▶ Exercise: Provide the material again, with every line intact and exact.

[Given entries — start]

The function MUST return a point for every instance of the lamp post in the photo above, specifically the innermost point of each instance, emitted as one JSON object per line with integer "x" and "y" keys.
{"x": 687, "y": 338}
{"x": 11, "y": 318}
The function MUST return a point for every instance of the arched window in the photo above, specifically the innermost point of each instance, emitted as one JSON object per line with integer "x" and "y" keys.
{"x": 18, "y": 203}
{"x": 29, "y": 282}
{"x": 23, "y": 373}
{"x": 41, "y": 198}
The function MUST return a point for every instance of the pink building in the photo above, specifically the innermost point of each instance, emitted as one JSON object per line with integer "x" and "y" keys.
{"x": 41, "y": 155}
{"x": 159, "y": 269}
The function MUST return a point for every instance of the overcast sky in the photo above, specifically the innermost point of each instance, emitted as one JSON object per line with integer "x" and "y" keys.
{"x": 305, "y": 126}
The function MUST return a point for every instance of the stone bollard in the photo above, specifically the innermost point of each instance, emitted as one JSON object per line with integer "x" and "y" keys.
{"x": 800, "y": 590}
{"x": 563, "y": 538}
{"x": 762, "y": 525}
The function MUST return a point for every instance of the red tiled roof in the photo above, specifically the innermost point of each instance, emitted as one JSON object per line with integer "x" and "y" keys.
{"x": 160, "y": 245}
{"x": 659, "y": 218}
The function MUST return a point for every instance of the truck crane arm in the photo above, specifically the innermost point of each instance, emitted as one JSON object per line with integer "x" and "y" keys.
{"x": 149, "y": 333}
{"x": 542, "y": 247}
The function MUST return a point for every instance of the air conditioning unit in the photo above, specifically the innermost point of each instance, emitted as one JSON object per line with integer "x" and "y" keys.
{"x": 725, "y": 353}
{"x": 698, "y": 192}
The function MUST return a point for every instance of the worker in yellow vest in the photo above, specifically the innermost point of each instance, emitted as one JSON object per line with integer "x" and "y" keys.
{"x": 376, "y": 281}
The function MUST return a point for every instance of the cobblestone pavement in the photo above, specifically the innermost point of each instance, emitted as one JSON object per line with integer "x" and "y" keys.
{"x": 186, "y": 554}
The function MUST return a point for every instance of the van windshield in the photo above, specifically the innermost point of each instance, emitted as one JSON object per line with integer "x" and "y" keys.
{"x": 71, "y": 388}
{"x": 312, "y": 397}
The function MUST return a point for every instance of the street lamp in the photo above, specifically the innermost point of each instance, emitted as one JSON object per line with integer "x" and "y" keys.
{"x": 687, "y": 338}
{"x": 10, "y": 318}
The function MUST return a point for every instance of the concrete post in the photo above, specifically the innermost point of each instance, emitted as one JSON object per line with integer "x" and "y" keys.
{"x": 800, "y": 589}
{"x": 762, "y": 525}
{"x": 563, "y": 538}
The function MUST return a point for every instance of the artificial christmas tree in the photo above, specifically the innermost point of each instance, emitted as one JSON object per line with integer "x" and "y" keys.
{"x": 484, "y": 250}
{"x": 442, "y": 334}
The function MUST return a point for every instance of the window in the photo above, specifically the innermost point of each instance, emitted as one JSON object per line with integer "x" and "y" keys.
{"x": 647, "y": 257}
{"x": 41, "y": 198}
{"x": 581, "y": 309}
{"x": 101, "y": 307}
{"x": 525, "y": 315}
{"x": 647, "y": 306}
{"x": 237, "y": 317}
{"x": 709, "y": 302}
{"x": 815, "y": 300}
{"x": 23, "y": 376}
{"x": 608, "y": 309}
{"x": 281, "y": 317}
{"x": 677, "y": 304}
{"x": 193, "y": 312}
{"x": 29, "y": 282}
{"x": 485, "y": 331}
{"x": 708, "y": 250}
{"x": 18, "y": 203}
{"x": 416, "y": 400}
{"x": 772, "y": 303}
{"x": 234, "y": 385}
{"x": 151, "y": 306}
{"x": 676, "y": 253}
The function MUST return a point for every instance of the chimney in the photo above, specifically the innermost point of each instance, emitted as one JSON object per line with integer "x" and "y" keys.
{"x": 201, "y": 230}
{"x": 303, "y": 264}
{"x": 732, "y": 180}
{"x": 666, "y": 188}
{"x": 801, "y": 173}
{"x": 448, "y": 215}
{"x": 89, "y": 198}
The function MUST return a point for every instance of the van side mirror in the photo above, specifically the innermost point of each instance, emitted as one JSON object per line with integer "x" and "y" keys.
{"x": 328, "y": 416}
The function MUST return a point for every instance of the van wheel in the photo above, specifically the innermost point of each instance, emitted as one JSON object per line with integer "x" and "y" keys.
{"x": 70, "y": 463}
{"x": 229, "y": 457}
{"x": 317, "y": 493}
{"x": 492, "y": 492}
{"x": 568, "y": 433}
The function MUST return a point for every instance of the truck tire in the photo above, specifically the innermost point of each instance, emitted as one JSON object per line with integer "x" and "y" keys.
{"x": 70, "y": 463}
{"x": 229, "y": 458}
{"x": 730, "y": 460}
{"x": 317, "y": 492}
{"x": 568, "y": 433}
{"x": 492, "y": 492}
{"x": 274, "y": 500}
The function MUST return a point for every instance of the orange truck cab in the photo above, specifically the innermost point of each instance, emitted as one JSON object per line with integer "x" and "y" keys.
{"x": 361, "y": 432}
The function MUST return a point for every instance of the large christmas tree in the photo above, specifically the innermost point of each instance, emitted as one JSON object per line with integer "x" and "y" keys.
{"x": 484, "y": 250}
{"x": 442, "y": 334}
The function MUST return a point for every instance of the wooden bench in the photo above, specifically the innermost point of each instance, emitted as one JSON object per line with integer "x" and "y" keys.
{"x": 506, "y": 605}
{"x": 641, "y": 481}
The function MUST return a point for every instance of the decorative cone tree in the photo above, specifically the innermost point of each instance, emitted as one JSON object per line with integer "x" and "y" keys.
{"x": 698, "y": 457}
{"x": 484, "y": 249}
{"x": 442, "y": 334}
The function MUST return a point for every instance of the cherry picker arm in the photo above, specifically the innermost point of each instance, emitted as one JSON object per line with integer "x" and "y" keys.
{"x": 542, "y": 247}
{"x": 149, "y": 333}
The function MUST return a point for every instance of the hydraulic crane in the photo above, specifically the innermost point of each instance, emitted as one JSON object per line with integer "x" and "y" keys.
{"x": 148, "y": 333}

[Given entries — finish]

▶ Expected answer:
The function MUST return a point for every instance of the lamp post in the photo above, specifically the innermost point of each instance, emitted as one JSON object per line with integer "x" and "y" keys.
{"x": 687, "y": 338}
{"x": 11, "y": 318}
The function MUST return a point for every instance of the arched window in the photo above, specifically the innermost point of each instance, emitted as one JSON object per line with integer "x" and "y" keys.
{"x": 18, "y": 203}
{"x": 29, "y": 282}
{"x": 23, "y": 373}
{"x": 41, "y": 198}
The function MUST return a point for every instance of the pink building in the photo above, specifically the innermost point of each instance, emitted as one JSON object per line with integer "x" and "y" keys.
{"x": 41, "y": 155}
{"x": 159, "y": 269}
The function MUST return a point for every instance of the overcast sky in the photo above, specifically the innermost point of each instance, emitted as one JSON object per line with integer "x" and "y" keys.
{"x": 305, "y": 126}
The function MUST return a point for every instance of the stone bollard in the photo above, specifically the innermost point of each instance, emitted as one JSON object per line with integer "x" and "y" keys.
{"x": 800, "y": 590}
{"x": 563, "y": 538}
{"x": 762, "y": 525}
The function MUST return a point for every instance of the red tiled roof in the photo above, specifically the innermost point of each instance, emitted as one JSON object per line with integer "x" and "y" keys.
{"x": 160, "y": 245}
{"x": 659, "y": 218}
The function MUST return a point for every instance of the truck crane arm in the photo above, specifically the innermost point of each instance, emitted as one JSON object per line with integer "x" and "y" keys.
{"x": 149, "y": 333}
{"x": 542, "y": 247}
The function MUST return a point for every instance of the air conditioning unit in the photo above, specifically the innermost point of each instance, emitted as one JSON object per line with integer "x" and "y" keys.
{"x": 725, "y": 353}
{"x": 698, "y": 192}
The function MUST return a point for every instance of the worker in yellow vest in the photo above, specifically the innermost point of each instance, emitted as one JSON object per line with integer "x" and "y" keys.
{"x": 376, "y": 281}
The function MUST return a point for every instance of the cobblestone pavement in the photo above, specifically the innermost point of each instance, emitted as one JSON object per line with integer "x" and "y" keys.
{"x": 186, "y": 554}
The function MUST return a point for every instance of the van windshield in the photo above, specifically the innermost point of each instance, emitted as one JSON object per line with integer "x" and "y" keys.
{"x": 71, "y": 388}
{"x": 312, "y": 397}
The function MUST return a point for every instance of the street lamp in the photo above, specifically the innermost point of each instance, emitted as one JSON object per line with integer "x" and "y" keys.
{"x": 687, "y": 338}
{"x": 10, "y": 318}
The function MUST return a point for every instance of the concrete post in the photo above, specifically the innermost point of each instance, emitted as one JSON object per line with integer "x" and "y" keys.
{"x": 800, "y": 589}
{"x": 762, "y": 525}
{"x": 563, "y": 538}
The function MUST return a point for every instance of the artificial christmas tree in the photo above, specifically the innermost point of each instance, emitted as one JSON object per line with integer "x" and "y" keys.
{"x": 484, "y": 250}
{"x": 442, "y": 334}
The function MUST return a point for every instance of the window in the photo above, specifically the innermost point of each instance, emitted as one JSON object per line with integer "x" and "y" keys.
{"x": 647, "y": 257}
{"x": 41, "y": 198}
{"x": 581, "y": 309}
{"x": 101, "y": 307}
{"x": 525, "y": 315}
{"x": 647, "y": 306}
{"x": 237, "y": 317}
{"x": 709, "y": 302}
{"x": 815, "y": 300}
{"x": 23, "y": 376}
{"x": 608, "y": 309}
{"x": 281, "y": 317}
{"x": 677, "y": 304}
{"x": 193, "y": 312}
{"x": 29, "y": 282}
{"x": 485, "y": 331}
{"x": 708, "y": 250}
{"x": 18, "y": 203}
{"x": 416, "y": 400}
{"x": 772, "y": 303}
{"x": 234, "y": 385}
{"x": 151, "y": 306}
{"x": 676, "y": 253}
The function MUST return a point for every instance of the chimney in the photo above, specifically the innermost point of each instance, emitted as one JSON object per line with integer "x" and "y" keys.
{"x": 201, "y": 230}
{"x": 303, "y": 264}
{"x": 732, "y": 180}
{"x": 666, "y": 188}
{"x": 801, "y": 173}
{"x": 448, "y": 215}
{"x": 89, "y": 198}
The function MUST return a point for every instance of the van side mirror in the photo above, specifically the innermost point of each instance, emitted as one JSON object per line with integer "x" and "y" keys.
{"x": 328, "y": 416}
The function MUST return a point for every instance of the van wheel in the photo above, specifically the innermost point of each instance, emitted as one JSON object per line with integer "x" and "y" keys.
{"x": 70, "y": 463}
{"x": 229, "y": 457}
{"x": 317, "y": 493}
{"x": 492, "y": 492}
{"x": 568, "y": 433}
The function MUST return a point for every instance of the truck tire in the photo above, specifically the innermost point of each instance, emitted as one JSON object per line with integer "x" and "y" keys.
{"x": 70, "y": 463}
{"x": 229, "y": 458}
{"x": 730, "y": 460}
{"x": 317, "y": 492}
{"x": 568, "y": 433}
{"x": 492, "y": 492}
{"x": 274, "y": 500}
The function MUST return a point for every instance of the orange truck cab in the photo above, specifically the innermost point of each instance, emitted as one JSON object per line with integer "x" and "y" keys.
{"x": 361, "y": 432}
The function MUST return a point for every instance of the large christmas tree in the photo above, specifically the innermost point of each instance, emitted as one JSON object per line with integer "x" and "y" keys.
{"x": 484, "y": 250}
{"x": 442, "y": 334}
The function MUST return a point for every instance of the wooden bench in the photo above, specifically the innermost point of each instance, emitted as one JSON object per line with integer "x" and "y" keys.
{"x": 506, "y": 605}
{"x": 641, "y": 481}
The function MUST return a point for every instance of the decorative cone tree in the photo above, specifically the innermost point of each instance, emitted as one JSON object per line with integer "x" and "y" keys.
{"x": 698, "y": 457}
{"x": 484, "y": 249}
{"x": 442, "y": 334}
The function MUST return a point for every instance of the cherry picker arm in the photo above, specifically the innermost point of each instance, emitted as one JSON object per line with integer "x" and "y" keys.
{"x": 542, "y": 247}
{"x": 149, "y": 333}
The function MUST return a point for every instance of the hydraulic crane in the photo above, specifically the innermost point of each instance, emitted as one JSON object per line with integer "x" and "y" keys.
{"x": 148, "y": 333}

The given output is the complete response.